STATED EXERCISE:
Pull out every line in the entries below that contains the word "collar", and copy each one unchanged.

DATA SUPPLIED:
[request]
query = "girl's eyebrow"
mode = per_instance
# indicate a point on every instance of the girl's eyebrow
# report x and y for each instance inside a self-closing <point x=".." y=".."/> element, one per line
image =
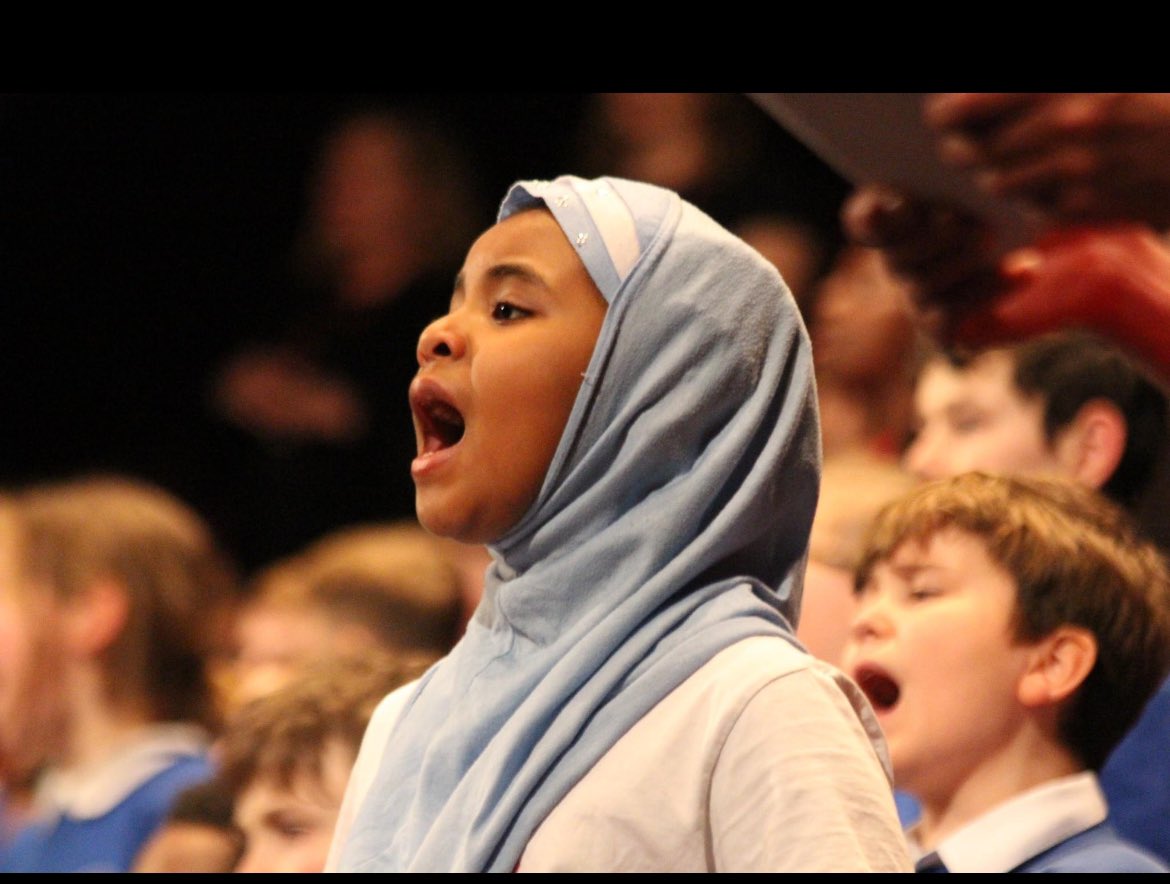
<point x="503" y="271"/>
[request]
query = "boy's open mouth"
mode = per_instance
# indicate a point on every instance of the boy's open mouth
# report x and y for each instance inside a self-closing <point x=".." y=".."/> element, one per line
<point x="440" y="423"/>
<point x="879" y="686"/>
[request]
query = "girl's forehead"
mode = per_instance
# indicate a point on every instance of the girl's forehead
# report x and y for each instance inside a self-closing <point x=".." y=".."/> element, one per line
<point x="528" y="243"/>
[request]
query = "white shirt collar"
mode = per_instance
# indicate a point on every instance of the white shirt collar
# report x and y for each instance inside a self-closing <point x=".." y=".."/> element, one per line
<point x="1024" y="826"/>
<point x="95" y="789"/>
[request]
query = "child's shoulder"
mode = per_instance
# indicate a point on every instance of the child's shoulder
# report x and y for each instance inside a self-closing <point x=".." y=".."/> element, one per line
<point x="1098" y="849"/>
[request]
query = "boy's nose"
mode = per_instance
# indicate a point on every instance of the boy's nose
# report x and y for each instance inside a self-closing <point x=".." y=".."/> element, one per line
<point x="871" y="621"/>
<point x="440" y="339"/>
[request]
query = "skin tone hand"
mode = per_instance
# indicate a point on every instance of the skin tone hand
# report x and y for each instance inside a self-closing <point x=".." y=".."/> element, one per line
<point x="1075" y="156"/>
<point x="945" y="257"/>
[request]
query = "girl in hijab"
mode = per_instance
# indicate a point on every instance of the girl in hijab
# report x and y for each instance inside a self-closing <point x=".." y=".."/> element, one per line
<point x="620" y="403"/>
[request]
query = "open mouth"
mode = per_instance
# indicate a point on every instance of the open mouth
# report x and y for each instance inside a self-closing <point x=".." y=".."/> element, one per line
<point x="440" y="423"/>
<point x="879" y="686"/>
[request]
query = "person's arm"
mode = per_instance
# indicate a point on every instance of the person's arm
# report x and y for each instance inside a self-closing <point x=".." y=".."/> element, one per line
<point x="1113" y="280"/>
<point x="799" y="785"/>
<point x="1075" y="156"/>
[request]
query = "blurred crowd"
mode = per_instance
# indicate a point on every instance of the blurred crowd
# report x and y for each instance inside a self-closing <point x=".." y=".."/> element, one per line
<point x="212" y="572"/>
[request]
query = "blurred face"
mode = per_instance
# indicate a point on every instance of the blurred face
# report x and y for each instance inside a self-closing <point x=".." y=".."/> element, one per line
<point x="188" y="847"/>
<point x="931" y="647"/>
<point x="290" y="829"/>
<point x="975" y="419"/>
<point x="499" y="375"/>
<point x="272" y="642"/>
<point x="364" y="191"/>
<point x="862" y="329"/>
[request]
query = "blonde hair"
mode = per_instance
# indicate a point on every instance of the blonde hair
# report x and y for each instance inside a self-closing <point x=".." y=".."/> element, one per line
<point x="162" y="556"/>
<point x="1076" y="559"/>
<point x="394" y="579"/>
<point x="284" y="733"/>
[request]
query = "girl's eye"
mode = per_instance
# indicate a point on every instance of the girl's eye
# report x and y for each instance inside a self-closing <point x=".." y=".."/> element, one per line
<point x="503" y="311"/>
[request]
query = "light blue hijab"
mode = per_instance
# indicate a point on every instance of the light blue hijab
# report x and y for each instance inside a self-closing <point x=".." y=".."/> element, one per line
<point x="673" y="523"/>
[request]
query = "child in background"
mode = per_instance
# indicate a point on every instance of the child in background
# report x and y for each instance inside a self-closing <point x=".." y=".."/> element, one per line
<point x="286" y="758"/>
<point x="198" y="835"/>
<point x="1009" y="632"/>
<point x="110" y="605"/>
<point x="620" y="403"/>
<point x="1065" y="403"/>
<point x="390" y="587"/>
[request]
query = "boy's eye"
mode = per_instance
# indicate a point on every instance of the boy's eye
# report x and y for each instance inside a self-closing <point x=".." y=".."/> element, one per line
<point x="502" y="311"/>
<point x="967" y="422"/>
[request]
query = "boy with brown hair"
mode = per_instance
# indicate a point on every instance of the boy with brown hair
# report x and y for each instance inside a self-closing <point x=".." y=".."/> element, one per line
<point x="286" y="757"/>
<point x="1009" y="633"/>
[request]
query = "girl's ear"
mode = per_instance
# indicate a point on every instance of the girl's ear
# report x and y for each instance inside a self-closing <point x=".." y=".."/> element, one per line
<point x="1093" y="444"/>
<point x="95" y="617"/>
<point x="1058" y="665"/>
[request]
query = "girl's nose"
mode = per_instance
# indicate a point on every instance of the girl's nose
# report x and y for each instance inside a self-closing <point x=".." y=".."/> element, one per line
<point x="441" y="340"/>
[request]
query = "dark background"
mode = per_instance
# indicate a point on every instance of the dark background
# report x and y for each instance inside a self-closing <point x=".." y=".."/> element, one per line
<point x="138" y="230"/>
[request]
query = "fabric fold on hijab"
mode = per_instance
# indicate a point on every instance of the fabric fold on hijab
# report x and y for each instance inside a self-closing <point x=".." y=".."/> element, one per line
<point x="672" y="524"/>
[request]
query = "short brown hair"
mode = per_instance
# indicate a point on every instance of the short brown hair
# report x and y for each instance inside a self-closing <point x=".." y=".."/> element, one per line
<point x="392" y="578"/>
<point x="162" y="554"/>
<point x="1069" y="367"/>
<point x="284" y="733"/>
<point x="1076" y="559"/>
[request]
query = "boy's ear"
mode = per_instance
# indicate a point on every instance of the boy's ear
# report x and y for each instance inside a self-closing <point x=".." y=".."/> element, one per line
<point x="95" y="617"/>
<point x="1092" y="446"/>
<point x="1058" y="665"/>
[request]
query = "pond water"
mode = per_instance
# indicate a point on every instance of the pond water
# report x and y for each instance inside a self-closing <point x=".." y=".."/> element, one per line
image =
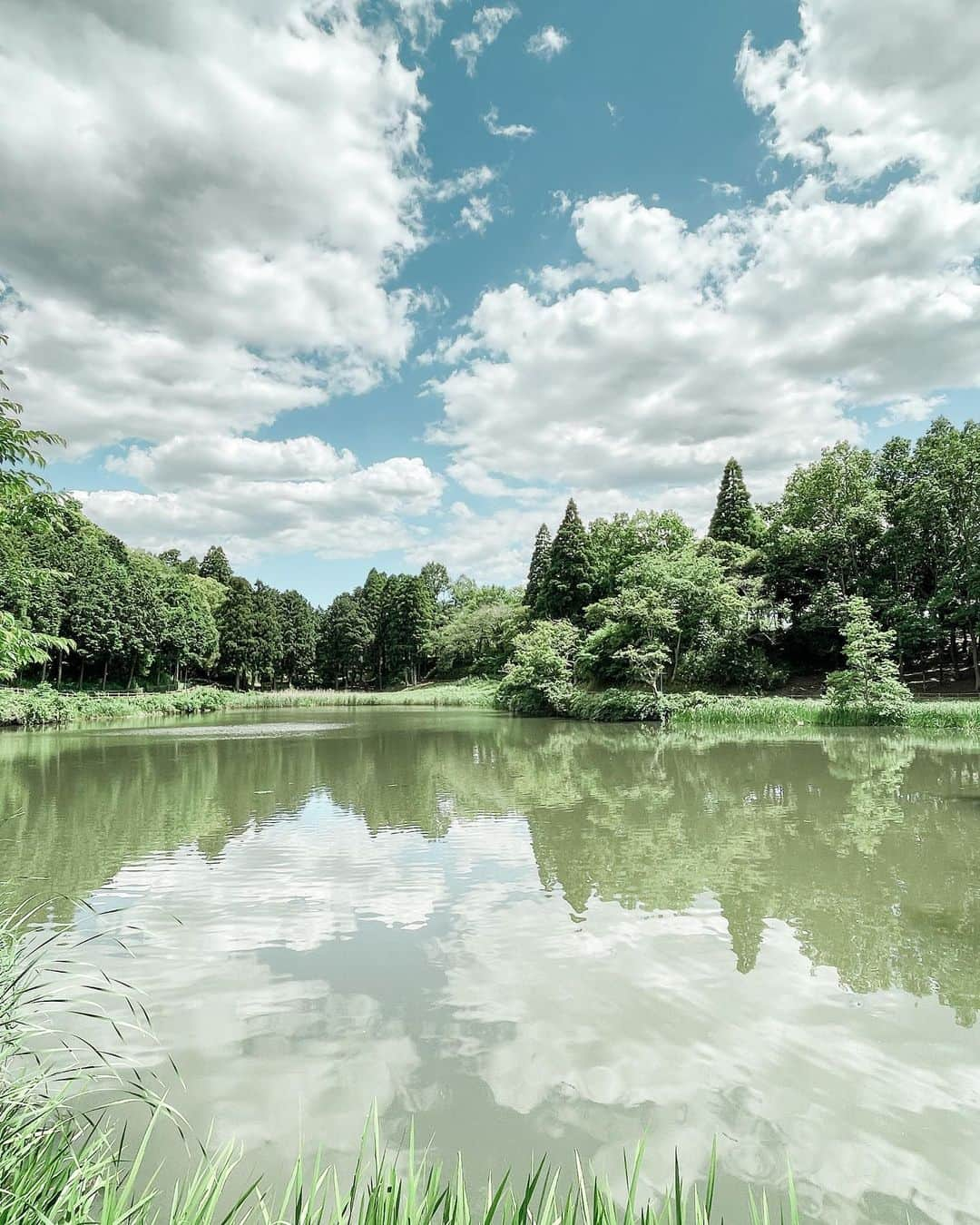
<point x="535" y="935"/>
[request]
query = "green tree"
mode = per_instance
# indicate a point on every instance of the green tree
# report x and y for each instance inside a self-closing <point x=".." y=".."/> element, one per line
<point x="538" y="569"/>
<point x="539" y="676"/>
<point x="870" y="682"/>
<point x="570" y="578"/>
<point x="216" y="565"/>
<point x="343" y="654"/>
<point x="298" y="622"/>
<point x="615" y="544"/>
<point x="734" y="518"/>
<point x="20" y="450"/>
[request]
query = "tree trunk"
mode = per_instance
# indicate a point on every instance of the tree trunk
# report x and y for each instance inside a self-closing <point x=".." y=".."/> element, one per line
<point x="953" y="657"/>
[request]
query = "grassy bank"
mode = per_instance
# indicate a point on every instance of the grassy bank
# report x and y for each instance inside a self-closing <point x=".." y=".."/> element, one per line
<point x="45" y="706"/>
<point x="710" y="710"/>
<point x="60" y="1166"/>
<point x="48" y="707"/>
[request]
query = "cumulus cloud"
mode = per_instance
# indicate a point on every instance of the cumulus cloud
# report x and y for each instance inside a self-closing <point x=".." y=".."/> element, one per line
<point x="512" y="132"/>
<point x="721" y="189"/>
<point x="422" y="18"/>
<point x="760" y="333"/>
<point x="465" y="182"/>
<point x="202" y="239"/>
<point x="870" y="86"/>
<point x="487" y="24"/>
<point x="475" y="214"/>
<point x="263" y="496"/>
<point x="546" y="43"/>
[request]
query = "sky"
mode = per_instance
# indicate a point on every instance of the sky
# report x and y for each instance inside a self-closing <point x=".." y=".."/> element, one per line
<point x="338" y="284"/>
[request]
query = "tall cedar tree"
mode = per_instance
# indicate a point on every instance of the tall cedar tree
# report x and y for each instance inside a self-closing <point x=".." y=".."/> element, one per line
<point x="569" y="582"/>
<point x="734" y="518"/>
<point x="216" y="565"/>
<point x="538" y="569"/>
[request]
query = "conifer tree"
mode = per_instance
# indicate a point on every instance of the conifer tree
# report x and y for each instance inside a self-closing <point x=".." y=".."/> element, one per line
<point x="538" y="570"/>
<point x="570" y="578"/>
<point x="216" y="565"/>
<point x="734" y="518"/>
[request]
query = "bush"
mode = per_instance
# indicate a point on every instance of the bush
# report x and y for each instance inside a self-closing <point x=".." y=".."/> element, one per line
<point x="538" y="680"/>
<point x="868" y="685"/>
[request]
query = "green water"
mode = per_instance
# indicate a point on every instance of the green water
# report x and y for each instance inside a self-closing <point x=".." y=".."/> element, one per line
<point x="535" y="935"/>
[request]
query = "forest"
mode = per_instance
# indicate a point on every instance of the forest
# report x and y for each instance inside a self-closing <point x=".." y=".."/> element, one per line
<point x="634" y="601"/>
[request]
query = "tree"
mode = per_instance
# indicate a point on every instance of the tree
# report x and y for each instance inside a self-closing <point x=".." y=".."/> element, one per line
<point x="216" y="565"/>
<point x="298" y="622"/>
<point x="870" y="682"/>
<point x="615" y="544"/>
<point x="436" y="578"/>
<point x="269" y="641"/>
<point x="345" y="644"/>
<point x="570" y="577"/>
<point x="538" y="569"/>
<point x="239" y="632"/>
<point x="734" y="518"/>
<point x="538" y="680"/>
<point x="20" y="644"/>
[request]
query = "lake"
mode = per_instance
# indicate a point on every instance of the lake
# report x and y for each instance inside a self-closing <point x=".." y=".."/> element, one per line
<point x="538" y="935"/>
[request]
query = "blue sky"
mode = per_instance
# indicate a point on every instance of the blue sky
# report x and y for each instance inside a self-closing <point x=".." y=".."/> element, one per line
<point x="760" y="250"/>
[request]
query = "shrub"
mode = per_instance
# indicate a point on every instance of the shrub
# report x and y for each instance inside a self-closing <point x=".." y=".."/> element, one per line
<point x="870" y="682"/>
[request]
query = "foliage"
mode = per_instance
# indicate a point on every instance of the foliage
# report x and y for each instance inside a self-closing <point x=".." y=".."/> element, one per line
<point x="755" y="602"/>
<point x="734" y="518"/>
<point x="538" y="569"/>
<point x="538" y="679"/>
<point x="570" y="577"/>
<point x="216" y="565"/>
<point x="870" y="681"/>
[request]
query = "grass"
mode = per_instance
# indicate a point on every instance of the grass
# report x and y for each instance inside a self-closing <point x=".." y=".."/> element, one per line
<point x="62" y="1165"/>
<point x="45" y="706"/>
<point x="48" y="707"/>
<point x="710" y="710"/>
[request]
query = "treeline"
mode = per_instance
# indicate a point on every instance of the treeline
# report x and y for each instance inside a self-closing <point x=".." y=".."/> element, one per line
<point x="865" y="554"/>
<point x="119" y="618"/>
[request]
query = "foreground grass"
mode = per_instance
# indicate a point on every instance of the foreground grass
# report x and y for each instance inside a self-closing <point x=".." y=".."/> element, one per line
<point x="45" y="706"/>
<point x="62" y="1166"/>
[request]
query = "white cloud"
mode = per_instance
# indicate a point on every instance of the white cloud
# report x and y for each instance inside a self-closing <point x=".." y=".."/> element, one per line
<point x="548" y="43"/>
<point x="258" y="497"/>
<point x="871" y="86"/>
<point x="512" y="132"/>
<point x="913" y="408"/>
<point x="422" y="18"/>
<point x="487" y="24"/>
<point x="475" y="214"/>
<point x="759" y="333"/>
<point x="196" y="239"/>
<point x="721" y="189"/>
<point x="465" y="182"/>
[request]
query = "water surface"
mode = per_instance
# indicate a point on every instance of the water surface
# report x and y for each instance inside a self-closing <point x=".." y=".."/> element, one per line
<point x="533" y="934"/>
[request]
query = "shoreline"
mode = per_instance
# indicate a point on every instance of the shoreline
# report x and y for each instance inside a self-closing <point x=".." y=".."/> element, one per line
<point x="45" y="707"/>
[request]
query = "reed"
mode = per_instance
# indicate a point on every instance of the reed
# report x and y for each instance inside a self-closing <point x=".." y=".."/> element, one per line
<point x="45" y="706"/>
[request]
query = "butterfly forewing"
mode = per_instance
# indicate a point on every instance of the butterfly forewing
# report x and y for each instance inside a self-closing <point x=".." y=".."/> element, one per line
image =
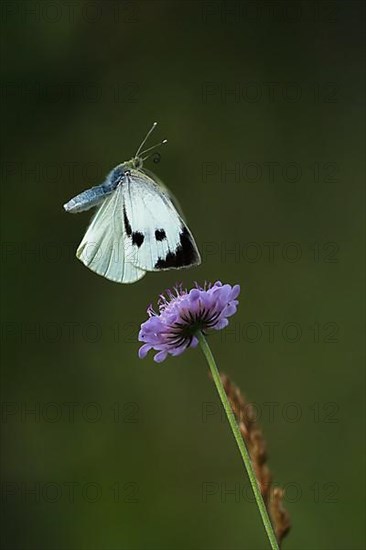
<point x="156" y="236"/>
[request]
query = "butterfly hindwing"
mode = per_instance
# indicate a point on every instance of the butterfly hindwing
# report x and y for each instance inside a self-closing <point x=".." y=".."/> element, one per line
<point x="156" y="236"/>
<point x="103" y="248"/>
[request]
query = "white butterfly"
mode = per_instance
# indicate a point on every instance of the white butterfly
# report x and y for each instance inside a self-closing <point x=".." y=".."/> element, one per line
<point x="136" y="227"/>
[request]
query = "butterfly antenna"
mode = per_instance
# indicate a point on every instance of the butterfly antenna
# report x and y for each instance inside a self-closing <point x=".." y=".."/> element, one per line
<point x="146" y="137"/>
<point x="153" y="147"/>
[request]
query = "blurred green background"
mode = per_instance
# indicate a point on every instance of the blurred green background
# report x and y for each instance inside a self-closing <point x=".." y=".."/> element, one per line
<point x="263" y="107"/>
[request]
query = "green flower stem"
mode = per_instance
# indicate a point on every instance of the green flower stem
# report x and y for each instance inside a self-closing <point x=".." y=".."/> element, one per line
<point x="239" y="440"/>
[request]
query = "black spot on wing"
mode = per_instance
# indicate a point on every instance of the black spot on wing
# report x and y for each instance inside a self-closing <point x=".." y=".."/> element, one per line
<point x="127" y="223"/>
<point x="160" y="235"/>
<point x="184" y="255"/>
<point x="137" y="238"/>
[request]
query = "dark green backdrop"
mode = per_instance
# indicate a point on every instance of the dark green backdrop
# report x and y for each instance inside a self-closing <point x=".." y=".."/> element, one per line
<point x="262" y="103"/>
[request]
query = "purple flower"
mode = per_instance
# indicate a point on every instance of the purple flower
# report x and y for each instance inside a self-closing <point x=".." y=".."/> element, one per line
<point x="182" y="314"/>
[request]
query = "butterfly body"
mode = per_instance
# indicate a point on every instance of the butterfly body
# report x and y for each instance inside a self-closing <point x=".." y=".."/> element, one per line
<point x="136" y="227"/>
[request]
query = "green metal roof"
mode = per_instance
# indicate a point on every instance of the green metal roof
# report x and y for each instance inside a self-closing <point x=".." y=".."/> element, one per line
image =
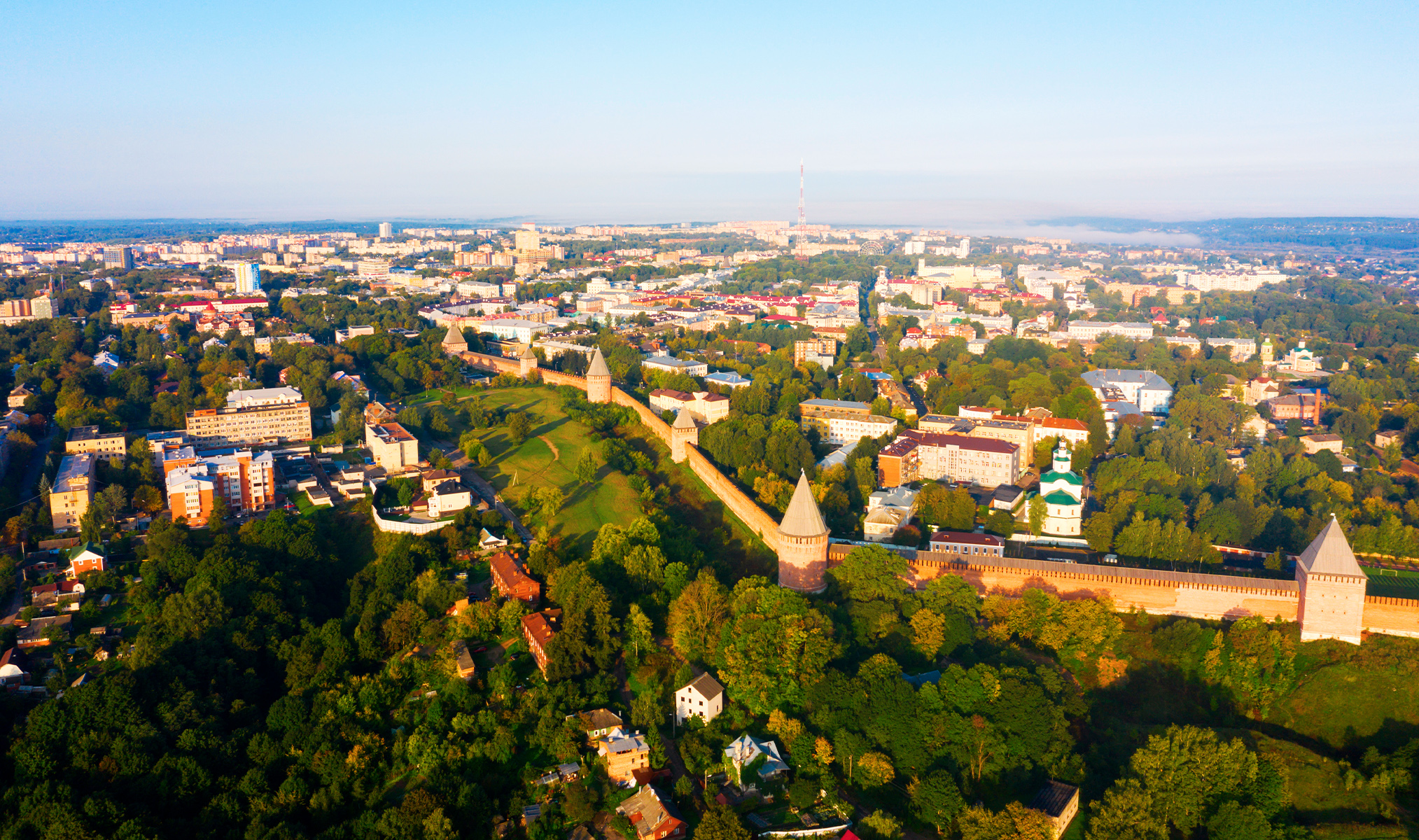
<point x="1059" y="497"/>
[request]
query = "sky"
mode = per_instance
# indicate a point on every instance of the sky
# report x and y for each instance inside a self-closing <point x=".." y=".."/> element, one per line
<point x="968" y="115"/>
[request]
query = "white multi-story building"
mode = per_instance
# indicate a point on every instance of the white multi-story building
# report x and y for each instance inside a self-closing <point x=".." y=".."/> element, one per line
<point x="887" y="511"/>
<point x="1242" y="348"/>
<point x="1229" y="281"/>
<point x="512" y="328"/>
<point x="1096" y="330"/>
<point x="249" y="277"/>
<point x="270" y="414"/>
<point x="1142" y="388"/>
<point x="918" y="456"/>
<point x="673" y="365"/>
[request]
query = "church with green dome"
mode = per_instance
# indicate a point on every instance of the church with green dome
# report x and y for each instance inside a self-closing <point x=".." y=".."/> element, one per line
<point x="1063" y="494"/>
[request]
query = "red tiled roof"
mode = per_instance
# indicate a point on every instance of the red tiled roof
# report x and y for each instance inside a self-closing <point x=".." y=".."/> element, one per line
<point x="960" y="537"/>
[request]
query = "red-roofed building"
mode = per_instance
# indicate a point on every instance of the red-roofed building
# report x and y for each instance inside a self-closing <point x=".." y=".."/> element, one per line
<point x="960" y="542"/>
<point x="538" y="631"/>
<point x="652" y="815"/>
<point x="953" y="457"/>
<point x="511" y="581"/>
<point x="1066" y="428"/>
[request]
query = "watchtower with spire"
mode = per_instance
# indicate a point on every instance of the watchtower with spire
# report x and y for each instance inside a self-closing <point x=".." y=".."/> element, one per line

RESULT OF THIS EXERCISE:
query = "white shirt collar"
# indicate a point on every instance of the white shirt collar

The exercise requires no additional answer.